=== Begin Enclosure ===
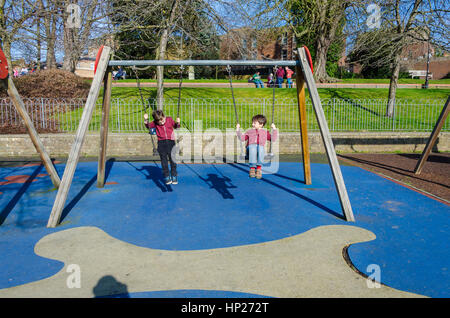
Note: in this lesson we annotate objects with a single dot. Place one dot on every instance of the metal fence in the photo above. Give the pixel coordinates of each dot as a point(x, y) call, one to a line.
point(126, 115)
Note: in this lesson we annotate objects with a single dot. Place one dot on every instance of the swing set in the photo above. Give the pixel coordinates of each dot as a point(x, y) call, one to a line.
point(103, 74)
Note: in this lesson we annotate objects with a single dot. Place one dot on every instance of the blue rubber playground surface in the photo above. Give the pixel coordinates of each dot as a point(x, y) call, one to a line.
point(217, 206)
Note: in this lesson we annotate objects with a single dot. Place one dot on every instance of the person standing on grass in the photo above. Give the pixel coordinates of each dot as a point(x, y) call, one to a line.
point(164, 127)
point(280, 76)
point(256, 78)
point(289, 73)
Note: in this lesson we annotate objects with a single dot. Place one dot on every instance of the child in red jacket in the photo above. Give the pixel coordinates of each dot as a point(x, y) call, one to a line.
point(256, 140)
point(164, 128)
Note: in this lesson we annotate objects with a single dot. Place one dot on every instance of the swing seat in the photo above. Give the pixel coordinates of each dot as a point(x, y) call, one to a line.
point(269, 156)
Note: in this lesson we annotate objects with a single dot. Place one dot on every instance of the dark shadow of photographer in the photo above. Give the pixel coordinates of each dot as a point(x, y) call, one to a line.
point(109, 287)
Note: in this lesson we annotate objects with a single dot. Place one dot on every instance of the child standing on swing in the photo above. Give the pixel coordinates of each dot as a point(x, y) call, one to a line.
point(164, 128)
point(256, 139)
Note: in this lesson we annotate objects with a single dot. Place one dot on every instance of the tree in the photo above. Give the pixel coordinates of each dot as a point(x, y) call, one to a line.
point(13, 16)
point(157, 29)
point(319, 24)
point(401, 23)
point(77, 33)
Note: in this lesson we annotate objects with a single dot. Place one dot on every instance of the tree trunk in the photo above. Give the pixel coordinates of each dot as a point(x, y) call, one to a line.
point(393, 86)
point(7, 51)
point(320, 71)
point(69, 64)
point(50, 32)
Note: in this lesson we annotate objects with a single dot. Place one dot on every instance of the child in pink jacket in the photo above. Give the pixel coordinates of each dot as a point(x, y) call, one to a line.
point(256, 139)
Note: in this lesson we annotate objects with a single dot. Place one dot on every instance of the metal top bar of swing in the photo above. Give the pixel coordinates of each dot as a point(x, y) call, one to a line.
point(200, 63)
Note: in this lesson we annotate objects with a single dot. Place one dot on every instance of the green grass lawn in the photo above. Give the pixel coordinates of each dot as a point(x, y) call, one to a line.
point(324, 93)
point(344, 81)
point(345, 109)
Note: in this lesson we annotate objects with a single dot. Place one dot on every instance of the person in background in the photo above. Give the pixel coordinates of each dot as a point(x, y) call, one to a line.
point(270, 82)
point(256, 78)
point(289, 73)
point(280, 76)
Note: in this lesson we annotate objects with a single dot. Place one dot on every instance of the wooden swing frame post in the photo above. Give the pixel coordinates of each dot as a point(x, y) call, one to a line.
point(37, 142)
point(103, 73)
point(326, 136)
point(75, 151)
point(301, 100)
point(104, 128)
point(433, 137)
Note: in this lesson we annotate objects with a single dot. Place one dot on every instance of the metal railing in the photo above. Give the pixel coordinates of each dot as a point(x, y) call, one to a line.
point(126, 115)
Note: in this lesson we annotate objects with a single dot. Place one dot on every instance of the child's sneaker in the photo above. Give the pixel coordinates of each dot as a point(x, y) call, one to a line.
point(258, 173)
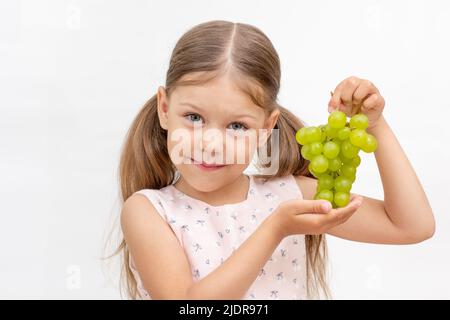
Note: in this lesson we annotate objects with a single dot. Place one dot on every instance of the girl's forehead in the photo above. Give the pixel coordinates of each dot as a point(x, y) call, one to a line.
point(220, 90)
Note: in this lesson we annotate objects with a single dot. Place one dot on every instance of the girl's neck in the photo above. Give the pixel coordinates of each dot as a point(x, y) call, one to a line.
point(233, 192)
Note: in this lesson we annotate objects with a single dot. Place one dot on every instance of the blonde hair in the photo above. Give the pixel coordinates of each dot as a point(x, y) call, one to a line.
point(209, 49)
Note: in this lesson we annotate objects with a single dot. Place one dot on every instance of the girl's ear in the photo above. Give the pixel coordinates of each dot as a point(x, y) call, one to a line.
point(163, 107)
point(271, 121)
point(269, 124)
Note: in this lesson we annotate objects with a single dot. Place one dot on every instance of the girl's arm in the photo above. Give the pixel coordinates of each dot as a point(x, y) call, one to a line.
point(405, 216)
point(163, 265)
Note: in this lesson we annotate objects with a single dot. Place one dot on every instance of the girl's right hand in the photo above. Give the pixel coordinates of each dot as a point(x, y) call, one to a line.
point(311, 216)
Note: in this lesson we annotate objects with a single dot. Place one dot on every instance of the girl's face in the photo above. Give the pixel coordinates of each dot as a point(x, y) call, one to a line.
point(212, 123)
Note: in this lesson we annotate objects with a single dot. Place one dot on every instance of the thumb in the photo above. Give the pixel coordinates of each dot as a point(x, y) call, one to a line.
point(310, 206)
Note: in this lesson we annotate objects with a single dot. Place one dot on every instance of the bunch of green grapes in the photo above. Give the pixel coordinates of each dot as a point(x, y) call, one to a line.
point(332, 150)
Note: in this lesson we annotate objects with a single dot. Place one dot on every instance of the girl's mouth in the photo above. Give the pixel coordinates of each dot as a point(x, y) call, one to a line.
point(206, 166)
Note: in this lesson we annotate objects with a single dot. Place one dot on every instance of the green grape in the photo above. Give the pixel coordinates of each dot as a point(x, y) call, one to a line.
point(324, 195)
point(358, 137)
point(319, 164)
point(334, 164)
point(371, 144)
point(344, 133)
point(314, 134)
point(337, 119)
point(316, 148)
point(356, 161)
point(348, 171)
point(342, 184)
point(331, 132)
point(341, 199)
point(348, 150)
point(325, 181)
point(313, 172)
point(347, 160)
point(302, 136)
point(359, 121)
point(331, 149)
point(324, 137)
point(306, 152)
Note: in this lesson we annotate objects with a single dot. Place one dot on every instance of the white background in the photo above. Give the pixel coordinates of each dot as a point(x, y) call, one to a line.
point(73, 75)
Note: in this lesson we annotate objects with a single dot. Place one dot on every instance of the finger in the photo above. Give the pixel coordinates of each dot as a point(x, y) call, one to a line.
point(335, 100)
point(338, 216)
point(372, 101)
point(347, 93)
point(363, 91)
point(308, 206)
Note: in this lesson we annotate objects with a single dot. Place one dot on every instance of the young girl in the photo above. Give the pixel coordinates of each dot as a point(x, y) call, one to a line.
point(205, 230)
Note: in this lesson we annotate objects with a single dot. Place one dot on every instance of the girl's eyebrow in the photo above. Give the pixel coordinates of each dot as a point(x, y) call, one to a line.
point(200, 109)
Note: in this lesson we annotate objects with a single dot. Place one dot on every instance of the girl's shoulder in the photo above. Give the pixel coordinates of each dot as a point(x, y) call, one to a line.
point(288, 185)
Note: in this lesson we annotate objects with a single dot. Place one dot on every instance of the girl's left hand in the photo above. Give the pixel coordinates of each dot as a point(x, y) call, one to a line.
point(355, 95)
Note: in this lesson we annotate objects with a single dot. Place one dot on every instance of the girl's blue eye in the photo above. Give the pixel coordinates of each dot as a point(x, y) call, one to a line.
point(194, 117)
point(238, 126)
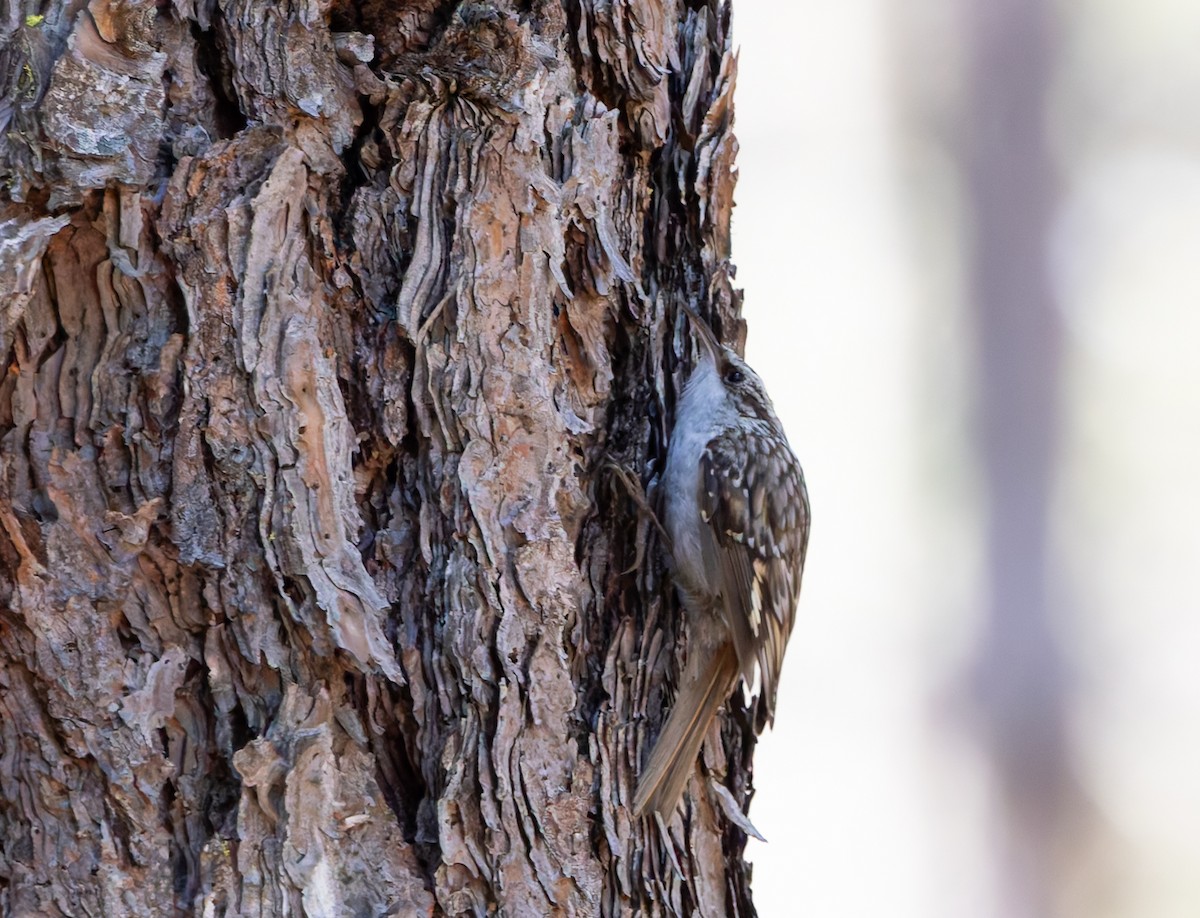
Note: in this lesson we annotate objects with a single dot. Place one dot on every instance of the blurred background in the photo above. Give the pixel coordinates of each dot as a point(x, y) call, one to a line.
point(970, 240)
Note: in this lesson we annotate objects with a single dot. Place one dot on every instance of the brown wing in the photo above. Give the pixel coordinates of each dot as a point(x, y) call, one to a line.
point(757, 513)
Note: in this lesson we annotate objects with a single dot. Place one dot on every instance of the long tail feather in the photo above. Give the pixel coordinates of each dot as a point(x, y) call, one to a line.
point(675, 753)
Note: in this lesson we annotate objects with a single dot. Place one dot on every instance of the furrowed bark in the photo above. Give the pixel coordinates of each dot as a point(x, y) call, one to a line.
point(322, 324)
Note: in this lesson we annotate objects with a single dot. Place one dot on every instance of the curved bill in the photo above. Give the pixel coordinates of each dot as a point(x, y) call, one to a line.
point(705, 334)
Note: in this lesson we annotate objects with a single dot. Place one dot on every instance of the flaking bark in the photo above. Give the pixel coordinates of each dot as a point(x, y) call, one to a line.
point(321, 325)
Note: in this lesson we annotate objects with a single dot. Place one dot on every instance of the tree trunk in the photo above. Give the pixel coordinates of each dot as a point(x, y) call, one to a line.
point(322, 324)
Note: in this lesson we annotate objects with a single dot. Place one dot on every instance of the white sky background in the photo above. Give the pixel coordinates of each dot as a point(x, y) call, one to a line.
point(849, 243)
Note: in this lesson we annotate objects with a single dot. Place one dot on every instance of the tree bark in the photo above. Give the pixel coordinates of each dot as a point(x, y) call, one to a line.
point(322, 324)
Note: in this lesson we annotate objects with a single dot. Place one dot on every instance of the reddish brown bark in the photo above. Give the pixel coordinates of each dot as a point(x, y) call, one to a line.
point(319, 325)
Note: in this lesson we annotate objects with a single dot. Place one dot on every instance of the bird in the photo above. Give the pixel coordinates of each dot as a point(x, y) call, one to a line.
point(737, 515)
=== End Enclosure ===
### What you will do
Each line from the one containing "of the reddish" to the last line above must be returned exactly, and no line outside that range.

### Completed exercise
Note: in this lesson we annotate objects with a single dot. Place one dot on every instance of the reddish brown bark in the photo above. Give the pixel coordinates of each dot as a point(x, y) call, one to a line.
point(319, 325)
Note: in this lesson we annotate objects with a single dot. Place one dot on every instance of the bird in the photo above. Give the pixel coordinates of each dot as a point(x, y) call, one to a line.
point(737, 515)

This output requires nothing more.